**THE TASK:**
Wherever the string "every" shows up in the records below, return that line.

Stored data:
┄┄┄┄┄┄┄┄┄┄

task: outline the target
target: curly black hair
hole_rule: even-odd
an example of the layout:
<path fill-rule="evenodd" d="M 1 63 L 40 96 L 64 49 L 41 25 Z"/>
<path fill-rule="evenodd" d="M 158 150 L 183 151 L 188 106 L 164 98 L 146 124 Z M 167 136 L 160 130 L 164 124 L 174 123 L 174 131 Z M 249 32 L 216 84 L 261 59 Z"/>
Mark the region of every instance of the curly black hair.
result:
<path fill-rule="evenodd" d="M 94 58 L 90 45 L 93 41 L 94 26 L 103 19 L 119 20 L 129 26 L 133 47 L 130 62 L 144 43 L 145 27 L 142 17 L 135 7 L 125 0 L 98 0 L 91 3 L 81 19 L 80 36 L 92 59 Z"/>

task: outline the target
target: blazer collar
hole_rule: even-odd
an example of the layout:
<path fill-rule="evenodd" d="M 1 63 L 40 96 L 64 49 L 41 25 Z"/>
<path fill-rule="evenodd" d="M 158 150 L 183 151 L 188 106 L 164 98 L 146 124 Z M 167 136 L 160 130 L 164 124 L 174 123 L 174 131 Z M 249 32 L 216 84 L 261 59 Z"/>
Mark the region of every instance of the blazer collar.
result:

┄┄┄┄┄┄┄┄┄┄

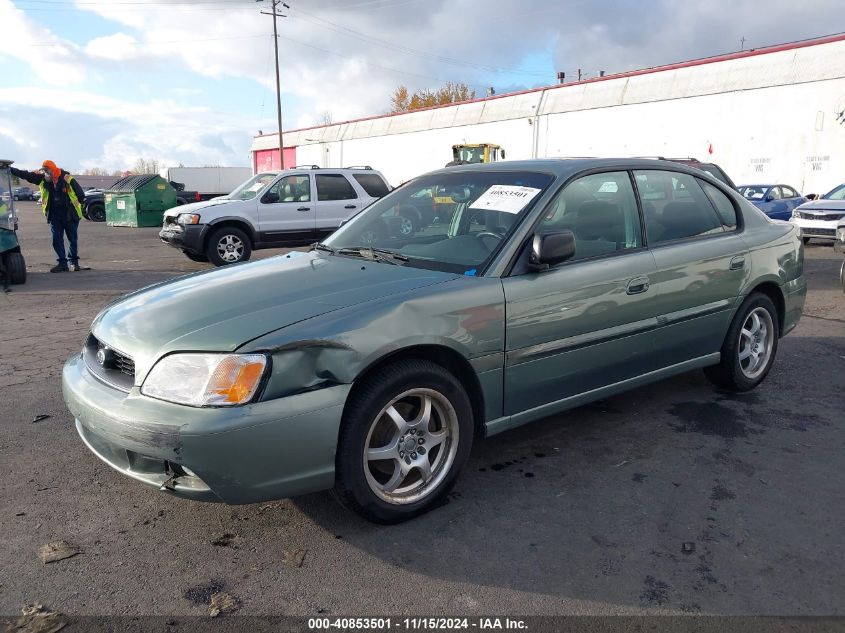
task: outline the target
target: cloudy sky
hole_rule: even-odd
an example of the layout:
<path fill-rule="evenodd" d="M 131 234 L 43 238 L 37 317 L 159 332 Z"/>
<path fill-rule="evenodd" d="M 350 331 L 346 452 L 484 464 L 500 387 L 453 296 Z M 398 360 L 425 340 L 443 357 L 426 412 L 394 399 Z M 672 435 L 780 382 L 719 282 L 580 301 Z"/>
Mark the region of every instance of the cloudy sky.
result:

┄┄┄┄┄┄┄┄┄┄

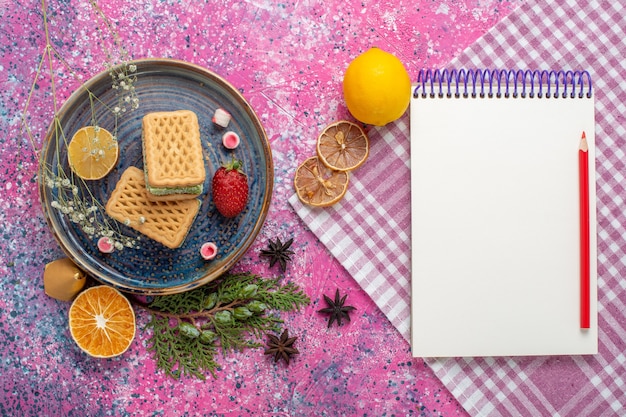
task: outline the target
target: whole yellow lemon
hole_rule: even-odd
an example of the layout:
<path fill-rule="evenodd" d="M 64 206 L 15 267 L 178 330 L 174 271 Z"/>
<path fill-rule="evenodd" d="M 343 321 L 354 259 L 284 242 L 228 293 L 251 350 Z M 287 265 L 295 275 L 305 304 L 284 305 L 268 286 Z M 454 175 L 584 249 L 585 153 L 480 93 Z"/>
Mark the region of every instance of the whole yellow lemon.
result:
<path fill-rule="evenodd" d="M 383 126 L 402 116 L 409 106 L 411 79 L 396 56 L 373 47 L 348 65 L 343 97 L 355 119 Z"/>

┄┄┄┄┄┄┄┄┄┄

**EXERCISE ANSWER:**
Mark the region of every instance of the curly black hair.
Mark the region of every instance of the blazer collar.
Mark the region of every instance of the cloudy sky.
Mark the region of every instance of the whole yellow lemon.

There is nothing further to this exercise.